►

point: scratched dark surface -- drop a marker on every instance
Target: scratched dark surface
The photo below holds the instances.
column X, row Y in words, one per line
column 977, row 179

◄
►

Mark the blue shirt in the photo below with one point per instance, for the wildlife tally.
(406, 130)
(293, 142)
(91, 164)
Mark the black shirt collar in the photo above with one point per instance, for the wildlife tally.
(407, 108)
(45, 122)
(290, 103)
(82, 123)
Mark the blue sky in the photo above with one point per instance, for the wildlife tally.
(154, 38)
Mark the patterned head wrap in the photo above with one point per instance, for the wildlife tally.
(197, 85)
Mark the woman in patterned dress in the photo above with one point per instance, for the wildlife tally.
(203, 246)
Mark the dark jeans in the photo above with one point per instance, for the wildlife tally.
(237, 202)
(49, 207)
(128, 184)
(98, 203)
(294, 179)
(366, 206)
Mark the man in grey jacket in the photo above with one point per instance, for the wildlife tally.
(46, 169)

◄

# [How to complete this task]
State how many lines of the listing above include the word "scratched". Give nothing but the number.

# [Response to the task]
2